Records for this task Start Marker

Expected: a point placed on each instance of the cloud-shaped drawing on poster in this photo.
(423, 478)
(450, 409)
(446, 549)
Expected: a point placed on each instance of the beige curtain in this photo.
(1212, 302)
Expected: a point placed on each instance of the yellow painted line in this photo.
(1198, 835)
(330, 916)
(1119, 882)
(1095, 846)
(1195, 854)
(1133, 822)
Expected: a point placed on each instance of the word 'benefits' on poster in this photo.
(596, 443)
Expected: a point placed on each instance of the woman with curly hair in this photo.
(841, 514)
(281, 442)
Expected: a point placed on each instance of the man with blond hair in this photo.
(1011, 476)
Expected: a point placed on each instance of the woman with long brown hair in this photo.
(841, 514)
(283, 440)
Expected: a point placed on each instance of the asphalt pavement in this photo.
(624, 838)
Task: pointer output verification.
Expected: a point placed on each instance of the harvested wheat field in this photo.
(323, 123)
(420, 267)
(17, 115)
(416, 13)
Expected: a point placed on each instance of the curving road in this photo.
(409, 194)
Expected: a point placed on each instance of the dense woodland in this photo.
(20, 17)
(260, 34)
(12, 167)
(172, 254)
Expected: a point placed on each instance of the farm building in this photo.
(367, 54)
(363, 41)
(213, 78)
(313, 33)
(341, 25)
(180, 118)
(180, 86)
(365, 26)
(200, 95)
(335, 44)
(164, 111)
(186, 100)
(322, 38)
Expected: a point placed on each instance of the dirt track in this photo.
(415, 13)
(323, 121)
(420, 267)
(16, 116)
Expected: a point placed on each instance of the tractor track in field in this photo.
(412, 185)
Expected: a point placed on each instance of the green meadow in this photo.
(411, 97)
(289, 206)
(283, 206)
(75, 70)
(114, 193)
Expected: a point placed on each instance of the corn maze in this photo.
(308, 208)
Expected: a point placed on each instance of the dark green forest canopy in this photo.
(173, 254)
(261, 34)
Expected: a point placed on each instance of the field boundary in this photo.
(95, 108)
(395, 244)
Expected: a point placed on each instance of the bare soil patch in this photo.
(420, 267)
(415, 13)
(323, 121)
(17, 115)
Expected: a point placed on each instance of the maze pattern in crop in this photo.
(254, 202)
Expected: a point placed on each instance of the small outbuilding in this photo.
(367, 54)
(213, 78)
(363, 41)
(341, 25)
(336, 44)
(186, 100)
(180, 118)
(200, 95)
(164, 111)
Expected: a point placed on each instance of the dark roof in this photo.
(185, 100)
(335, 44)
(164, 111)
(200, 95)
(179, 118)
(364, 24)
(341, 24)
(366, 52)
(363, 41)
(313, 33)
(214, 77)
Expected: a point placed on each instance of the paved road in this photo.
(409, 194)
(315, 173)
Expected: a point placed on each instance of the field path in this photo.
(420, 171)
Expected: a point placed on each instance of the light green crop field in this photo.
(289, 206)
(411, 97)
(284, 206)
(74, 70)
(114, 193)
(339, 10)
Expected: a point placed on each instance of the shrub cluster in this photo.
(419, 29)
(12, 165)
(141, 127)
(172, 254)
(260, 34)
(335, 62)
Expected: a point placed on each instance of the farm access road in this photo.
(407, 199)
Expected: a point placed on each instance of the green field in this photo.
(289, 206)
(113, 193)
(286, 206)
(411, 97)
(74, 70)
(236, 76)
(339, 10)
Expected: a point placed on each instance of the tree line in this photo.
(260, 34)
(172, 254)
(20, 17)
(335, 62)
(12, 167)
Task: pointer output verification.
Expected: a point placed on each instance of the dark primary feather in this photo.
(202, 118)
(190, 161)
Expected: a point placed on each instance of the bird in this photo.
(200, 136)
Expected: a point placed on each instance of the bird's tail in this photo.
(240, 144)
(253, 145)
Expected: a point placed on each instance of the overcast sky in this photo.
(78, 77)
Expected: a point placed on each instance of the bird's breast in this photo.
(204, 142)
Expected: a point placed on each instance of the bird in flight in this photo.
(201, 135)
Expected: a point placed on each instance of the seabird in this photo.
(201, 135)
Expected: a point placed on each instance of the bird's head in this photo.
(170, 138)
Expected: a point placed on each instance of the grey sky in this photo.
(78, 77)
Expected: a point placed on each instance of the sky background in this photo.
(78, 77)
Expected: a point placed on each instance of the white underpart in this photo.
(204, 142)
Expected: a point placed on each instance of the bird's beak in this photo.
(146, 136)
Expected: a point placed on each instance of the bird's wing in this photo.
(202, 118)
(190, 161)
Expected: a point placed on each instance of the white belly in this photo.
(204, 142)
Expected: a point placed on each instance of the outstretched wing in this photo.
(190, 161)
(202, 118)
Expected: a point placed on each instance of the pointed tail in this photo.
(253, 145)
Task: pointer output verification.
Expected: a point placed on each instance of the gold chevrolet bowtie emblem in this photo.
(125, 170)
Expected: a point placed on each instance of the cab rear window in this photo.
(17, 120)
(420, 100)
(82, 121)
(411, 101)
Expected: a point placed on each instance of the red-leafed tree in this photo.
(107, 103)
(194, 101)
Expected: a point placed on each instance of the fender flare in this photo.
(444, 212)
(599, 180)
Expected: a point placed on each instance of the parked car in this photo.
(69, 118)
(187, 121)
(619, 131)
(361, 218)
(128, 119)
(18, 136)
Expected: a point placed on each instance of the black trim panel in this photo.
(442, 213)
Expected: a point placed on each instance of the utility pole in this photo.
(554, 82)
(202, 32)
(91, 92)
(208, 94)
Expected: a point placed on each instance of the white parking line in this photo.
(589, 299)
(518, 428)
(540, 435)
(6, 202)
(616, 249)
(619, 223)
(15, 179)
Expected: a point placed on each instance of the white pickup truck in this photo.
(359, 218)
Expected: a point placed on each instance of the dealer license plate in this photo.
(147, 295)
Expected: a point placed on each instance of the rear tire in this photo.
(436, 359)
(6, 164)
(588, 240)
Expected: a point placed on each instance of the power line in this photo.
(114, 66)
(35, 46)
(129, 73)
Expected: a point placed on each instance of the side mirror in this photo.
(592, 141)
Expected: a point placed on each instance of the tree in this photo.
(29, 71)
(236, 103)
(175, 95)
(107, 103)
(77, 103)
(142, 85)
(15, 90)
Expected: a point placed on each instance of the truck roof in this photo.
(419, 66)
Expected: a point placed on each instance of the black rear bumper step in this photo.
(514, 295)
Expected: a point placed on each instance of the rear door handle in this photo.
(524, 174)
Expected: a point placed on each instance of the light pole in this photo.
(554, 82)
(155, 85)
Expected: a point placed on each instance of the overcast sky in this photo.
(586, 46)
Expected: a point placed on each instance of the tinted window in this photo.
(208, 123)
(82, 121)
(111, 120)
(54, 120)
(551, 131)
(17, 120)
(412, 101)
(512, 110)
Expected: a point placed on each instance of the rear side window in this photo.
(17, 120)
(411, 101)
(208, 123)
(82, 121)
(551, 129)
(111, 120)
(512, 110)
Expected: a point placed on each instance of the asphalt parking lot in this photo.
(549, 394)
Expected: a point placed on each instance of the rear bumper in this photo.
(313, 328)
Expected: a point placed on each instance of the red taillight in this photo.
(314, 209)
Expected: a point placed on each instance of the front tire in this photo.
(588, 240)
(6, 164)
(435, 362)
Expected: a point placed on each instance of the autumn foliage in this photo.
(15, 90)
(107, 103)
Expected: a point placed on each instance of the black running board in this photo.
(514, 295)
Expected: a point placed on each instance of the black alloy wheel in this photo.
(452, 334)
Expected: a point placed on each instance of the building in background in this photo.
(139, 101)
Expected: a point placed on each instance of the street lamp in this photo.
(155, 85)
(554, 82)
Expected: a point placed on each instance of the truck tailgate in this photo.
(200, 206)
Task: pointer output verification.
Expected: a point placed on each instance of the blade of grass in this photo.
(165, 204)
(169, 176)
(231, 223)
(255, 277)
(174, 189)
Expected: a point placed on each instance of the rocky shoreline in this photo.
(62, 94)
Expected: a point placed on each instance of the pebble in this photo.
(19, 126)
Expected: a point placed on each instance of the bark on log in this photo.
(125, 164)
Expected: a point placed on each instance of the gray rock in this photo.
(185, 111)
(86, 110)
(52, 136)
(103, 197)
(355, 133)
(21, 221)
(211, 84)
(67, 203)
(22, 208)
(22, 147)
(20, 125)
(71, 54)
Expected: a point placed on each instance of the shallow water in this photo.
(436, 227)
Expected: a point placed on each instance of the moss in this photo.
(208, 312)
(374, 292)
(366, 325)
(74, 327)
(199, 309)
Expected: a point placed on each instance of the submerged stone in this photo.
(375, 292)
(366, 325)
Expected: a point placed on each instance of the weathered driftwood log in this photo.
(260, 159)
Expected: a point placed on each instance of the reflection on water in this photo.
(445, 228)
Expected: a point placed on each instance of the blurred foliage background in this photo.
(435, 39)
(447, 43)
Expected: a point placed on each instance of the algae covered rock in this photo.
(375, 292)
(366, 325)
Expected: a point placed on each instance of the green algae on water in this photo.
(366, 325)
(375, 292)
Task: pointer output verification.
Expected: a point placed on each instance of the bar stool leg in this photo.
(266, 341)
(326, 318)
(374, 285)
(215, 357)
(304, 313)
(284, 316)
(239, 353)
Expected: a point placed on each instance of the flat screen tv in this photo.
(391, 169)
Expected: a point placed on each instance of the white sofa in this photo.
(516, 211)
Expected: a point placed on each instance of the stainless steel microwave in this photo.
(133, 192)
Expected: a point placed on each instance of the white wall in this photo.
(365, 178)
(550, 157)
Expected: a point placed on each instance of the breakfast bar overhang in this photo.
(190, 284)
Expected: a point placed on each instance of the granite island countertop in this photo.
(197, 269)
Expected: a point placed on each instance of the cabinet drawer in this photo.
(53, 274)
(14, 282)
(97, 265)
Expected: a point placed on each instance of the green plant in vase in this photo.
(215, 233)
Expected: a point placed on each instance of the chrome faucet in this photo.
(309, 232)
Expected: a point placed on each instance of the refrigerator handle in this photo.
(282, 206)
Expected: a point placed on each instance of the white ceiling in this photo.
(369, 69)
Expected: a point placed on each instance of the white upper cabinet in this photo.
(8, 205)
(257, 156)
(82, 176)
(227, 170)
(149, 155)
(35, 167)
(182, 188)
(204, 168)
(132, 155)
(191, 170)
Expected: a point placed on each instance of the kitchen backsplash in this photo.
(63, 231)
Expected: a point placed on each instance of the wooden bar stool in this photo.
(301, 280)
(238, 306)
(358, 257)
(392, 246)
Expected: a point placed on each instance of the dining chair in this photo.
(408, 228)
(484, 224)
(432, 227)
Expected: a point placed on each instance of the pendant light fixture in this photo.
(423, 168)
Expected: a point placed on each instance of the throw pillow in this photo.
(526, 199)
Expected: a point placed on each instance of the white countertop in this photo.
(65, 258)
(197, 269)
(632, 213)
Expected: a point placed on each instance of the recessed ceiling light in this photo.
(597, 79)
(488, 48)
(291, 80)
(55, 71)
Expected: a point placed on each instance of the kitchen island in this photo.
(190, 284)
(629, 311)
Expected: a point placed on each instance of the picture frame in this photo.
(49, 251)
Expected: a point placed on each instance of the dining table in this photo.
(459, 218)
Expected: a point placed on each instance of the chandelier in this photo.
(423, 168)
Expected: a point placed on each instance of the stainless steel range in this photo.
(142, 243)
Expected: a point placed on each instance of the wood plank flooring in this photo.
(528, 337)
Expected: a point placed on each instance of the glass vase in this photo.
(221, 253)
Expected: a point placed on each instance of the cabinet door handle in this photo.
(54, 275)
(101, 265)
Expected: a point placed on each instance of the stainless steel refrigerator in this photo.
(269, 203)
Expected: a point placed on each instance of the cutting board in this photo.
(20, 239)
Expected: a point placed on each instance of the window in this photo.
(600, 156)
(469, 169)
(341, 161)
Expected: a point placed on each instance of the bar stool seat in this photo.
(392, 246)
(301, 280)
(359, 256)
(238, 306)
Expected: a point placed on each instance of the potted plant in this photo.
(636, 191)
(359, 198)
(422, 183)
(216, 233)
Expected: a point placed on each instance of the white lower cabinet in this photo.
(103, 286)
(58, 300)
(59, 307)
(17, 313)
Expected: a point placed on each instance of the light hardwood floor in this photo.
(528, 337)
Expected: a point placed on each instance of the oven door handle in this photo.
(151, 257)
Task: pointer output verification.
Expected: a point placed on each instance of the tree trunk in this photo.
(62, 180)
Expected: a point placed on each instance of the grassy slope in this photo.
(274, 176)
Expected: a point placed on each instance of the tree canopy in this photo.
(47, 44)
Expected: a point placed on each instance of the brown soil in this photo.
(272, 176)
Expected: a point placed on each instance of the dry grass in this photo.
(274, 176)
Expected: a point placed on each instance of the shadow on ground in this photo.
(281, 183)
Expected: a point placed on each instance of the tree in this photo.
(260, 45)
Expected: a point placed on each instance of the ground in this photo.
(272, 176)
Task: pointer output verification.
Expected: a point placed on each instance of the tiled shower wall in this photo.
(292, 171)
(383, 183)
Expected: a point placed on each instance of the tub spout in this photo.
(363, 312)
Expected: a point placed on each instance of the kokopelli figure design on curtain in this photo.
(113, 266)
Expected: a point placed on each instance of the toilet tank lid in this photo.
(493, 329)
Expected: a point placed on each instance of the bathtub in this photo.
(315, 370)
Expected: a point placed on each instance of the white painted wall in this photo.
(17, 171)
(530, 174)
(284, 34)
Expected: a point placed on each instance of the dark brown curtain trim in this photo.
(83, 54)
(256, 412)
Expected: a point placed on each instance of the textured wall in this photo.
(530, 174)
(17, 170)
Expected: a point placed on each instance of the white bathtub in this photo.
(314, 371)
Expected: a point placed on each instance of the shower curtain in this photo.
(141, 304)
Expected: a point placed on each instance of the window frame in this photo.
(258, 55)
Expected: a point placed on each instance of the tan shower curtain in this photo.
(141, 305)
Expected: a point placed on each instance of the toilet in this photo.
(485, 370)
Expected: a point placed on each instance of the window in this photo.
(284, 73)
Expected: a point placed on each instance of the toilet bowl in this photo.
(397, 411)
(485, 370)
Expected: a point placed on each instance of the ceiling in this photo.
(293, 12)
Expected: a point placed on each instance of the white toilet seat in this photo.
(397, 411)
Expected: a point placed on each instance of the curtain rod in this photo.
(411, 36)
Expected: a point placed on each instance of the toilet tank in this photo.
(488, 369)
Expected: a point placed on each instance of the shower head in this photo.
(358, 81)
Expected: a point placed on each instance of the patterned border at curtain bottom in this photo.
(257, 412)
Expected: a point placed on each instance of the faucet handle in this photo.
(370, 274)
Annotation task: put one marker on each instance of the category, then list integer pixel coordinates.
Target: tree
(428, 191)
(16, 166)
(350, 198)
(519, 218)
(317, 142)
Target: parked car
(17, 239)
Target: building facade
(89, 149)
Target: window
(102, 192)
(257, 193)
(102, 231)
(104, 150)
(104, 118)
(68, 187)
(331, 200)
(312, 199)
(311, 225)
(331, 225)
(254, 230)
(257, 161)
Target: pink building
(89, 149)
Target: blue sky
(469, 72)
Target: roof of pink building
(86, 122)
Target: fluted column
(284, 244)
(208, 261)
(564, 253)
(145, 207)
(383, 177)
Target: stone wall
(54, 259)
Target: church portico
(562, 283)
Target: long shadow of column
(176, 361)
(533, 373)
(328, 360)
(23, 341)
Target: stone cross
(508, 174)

Records for this task End Marker

Exercise aim –
Please provide an exact transcription of each line from the one holding "Target: parked car" through the final line of the data above.

Problem solution –
Target: parked car
(17, 239)
Target: building facade
(89, 149)
Target: window
(102, 192)
(257, 193)
(102, 231)
(104, 150)
(104, 118)
(68, 187)
(331, 200)
(312, 199)
(311, 225)
(331, 225)
(254, 230)
(257, 161)
Target: pink building
(89, 149)
Target: blue sky
(469, 72)
Target: roof of pink building
(86, 122)
Target: fluted column
(284, 244)
(208, 261)
(564, 253)
(145, 207)
(383, 177)
Target: stone wall
(54, 259)
Target: church portico
(562, 283)
Target: long shadow of column
(176, 361)
(533, 373)
(328, 360)
(23, 341)
Target: stone cross
(508, 174)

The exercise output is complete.